▸ **DATA FOR THIS EXERCISE**
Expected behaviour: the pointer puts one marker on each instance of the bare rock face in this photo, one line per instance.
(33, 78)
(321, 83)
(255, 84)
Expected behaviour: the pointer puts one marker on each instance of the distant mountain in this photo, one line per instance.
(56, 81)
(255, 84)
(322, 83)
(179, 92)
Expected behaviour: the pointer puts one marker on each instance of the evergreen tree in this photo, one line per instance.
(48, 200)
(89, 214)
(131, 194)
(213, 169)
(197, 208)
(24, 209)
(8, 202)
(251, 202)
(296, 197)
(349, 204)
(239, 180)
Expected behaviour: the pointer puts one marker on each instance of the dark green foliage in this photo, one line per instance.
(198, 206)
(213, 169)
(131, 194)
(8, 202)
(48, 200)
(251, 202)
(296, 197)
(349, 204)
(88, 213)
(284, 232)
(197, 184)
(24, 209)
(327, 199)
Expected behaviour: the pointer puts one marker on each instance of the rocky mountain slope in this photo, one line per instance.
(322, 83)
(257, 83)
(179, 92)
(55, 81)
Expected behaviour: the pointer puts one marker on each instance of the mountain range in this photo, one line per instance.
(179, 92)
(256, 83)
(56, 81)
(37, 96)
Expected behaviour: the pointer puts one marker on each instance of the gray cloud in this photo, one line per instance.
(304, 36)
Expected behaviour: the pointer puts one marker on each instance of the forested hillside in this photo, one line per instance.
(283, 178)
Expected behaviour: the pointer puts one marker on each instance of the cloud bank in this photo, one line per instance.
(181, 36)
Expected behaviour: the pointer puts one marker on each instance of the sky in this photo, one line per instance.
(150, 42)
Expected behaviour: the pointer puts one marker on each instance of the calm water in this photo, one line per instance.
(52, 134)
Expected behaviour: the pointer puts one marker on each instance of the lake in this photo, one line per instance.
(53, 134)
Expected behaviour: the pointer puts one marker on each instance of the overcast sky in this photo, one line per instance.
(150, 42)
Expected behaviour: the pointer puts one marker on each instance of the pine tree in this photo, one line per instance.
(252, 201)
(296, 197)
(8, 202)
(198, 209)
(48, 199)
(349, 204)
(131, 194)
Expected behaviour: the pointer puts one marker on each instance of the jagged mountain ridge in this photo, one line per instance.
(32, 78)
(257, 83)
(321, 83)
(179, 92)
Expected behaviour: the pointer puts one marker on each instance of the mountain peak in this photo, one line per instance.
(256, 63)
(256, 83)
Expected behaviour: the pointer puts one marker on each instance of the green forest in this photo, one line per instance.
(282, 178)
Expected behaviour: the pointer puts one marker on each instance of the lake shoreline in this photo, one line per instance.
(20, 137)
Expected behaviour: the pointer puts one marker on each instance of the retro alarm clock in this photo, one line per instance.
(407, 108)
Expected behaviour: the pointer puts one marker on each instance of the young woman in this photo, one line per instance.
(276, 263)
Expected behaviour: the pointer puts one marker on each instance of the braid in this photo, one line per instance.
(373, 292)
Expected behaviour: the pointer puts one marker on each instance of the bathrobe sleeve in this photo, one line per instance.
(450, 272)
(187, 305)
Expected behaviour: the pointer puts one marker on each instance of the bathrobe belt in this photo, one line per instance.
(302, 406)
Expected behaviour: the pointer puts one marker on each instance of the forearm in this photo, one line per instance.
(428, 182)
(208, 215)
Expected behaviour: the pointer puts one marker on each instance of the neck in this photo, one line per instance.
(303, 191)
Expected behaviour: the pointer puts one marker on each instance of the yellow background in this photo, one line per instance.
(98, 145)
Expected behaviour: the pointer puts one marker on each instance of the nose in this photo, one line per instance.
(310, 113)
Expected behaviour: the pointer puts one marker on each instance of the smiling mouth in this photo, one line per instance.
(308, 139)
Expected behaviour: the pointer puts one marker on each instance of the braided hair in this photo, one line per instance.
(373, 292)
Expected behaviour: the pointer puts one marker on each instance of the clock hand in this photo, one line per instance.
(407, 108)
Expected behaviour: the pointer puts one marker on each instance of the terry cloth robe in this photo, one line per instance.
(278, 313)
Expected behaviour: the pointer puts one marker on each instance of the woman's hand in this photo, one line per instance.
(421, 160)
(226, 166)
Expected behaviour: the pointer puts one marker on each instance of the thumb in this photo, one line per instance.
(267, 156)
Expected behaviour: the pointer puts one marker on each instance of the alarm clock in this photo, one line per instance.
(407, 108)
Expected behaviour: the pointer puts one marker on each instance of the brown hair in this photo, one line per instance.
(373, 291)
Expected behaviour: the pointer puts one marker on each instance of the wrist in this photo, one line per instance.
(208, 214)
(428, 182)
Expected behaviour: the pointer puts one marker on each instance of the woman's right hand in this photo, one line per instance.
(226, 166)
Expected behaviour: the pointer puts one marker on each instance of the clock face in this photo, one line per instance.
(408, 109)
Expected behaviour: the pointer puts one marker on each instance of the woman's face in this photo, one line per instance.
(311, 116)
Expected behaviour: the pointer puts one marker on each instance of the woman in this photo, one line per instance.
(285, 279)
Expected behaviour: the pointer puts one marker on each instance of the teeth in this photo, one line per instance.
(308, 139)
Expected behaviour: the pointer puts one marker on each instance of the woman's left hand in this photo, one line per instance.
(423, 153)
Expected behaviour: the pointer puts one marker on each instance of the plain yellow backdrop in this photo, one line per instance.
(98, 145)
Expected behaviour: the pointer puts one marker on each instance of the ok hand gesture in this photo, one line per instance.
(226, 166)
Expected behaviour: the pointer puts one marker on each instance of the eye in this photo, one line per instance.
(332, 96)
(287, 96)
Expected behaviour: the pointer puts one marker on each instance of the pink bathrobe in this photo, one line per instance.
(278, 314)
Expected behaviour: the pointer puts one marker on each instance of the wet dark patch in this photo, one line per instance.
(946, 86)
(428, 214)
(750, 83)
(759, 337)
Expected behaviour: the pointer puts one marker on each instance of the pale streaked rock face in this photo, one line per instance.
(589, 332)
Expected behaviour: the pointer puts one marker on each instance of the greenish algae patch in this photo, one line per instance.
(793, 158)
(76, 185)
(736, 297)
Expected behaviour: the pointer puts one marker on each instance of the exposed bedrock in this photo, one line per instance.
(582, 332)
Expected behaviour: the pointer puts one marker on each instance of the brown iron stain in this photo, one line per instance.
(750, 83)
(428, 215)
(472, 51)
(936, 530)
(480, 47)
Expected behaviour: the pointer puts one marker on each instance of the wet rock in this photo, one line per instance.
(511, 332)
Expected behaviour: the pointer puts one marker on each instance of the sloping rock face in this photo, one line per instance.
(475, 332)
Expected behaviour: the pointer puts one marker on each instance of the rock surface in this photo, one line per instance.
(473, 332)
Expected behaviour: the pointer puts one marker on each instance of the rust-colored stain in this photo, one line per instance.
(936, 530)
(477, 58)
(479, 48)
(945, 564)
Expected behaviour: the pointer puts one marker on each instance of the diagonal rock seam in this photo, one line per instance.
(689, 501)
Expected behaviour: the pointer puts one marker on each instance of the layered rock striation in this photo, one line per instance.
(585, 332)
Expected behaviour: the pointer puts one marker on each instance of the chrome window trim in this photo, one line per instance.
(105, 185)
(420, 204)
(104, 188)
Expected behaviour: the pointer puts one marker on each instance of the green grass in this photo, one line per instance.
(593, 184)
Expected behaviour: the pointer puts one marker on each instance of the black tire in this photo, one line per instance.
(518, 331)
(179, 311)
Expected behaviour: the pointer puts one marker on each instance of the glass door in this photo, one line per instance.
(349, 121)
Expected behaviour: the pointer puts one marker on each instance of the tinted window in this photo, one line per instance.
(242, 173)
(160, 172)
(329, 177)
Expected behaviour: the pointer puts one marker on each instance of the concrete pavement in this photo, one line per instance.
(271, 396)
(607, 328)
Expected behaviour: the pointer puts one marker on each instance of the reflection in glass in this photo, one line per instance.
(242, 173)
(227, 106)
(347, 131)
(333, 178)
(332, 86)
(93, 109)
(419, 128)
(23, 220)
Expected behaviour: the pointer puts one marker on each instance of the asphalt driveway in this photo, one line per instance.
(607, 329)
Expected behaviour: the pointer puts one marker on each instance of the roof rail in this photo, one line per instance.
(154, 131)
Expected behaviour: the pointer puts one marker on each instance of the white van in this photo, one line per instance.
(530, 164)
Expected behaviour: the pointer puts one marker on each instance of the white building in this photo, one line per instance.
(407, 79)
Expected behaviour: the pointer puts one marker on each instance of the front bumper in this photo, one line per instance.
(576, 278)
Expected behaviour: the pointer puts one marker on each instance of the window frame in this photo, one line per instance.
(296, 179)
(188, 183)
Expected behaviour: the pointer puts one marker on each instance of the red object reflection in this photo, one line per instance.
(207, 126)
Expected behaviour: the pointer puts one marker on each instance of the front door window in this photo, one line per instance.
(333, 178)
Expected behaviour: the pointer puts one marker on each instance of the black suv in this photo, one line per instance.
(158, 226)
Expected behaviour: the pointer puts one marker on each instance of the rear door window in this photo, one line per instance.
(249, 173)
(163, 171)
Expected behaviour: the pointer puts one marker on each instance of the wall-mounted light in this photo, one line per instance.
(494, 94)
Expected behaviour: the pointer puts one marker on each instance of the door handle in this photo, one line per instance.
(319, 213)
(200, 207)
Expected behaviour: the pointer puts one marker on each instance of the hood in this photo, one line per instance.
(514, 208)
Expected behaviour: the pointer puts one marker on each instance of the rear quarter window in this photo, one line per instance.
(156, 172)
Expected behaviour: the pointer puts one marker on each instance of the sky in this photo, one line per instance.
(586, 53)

▸ **THE PROBLEM**
Copy each line exactly, from the line containing "frame in this photo, one line per instance." down to the last line of the material, and no other lines.

▸ **EXERCISE ANSWER**
Expected behaviour: the pointer puts one marker on each instance of the window frame in this photo, one line per instance.
(296, 179)
(188, 183)
Expected behaviour: the pointer puts one marker on each instance of the red object reflection in this photo, one line per instance.
(207, 126)
Expected behaviour: the pointer puts one marker on each instance of the front door window in this photo, one line per instance.
(333, 178)
Expected behaviour: the pointer puts one marker on each instance of the black suv in this photo, one line per instance.
(158, 226)
Expected behaviour: the pointer puts one marker on each instance of the rear door window in this photo, one line per instance.
(249, 173)
(163, 171)
Expected behaviour: the pointer puts one marker on each instance of the wall-mounted light in this photo, one line per instance.
(494, 94)
Expected behaviour: the pointer puts one marker on each instance of the door handle in this photo, one line per instance.
(319, 213)
(200, 207)
Expected behaviour: the pointer puts one marker on each instance of the hood in this photo, one line per instance.
(514, 208)
Expected behaviour: the pointer puts one marker on each instance of the rear quarter window in this photo, one line per instance.
(156, 172)
Expected behaviour: the pointer puts one marker on each instance of the sky in this photo, one line per instance.
(586, 53)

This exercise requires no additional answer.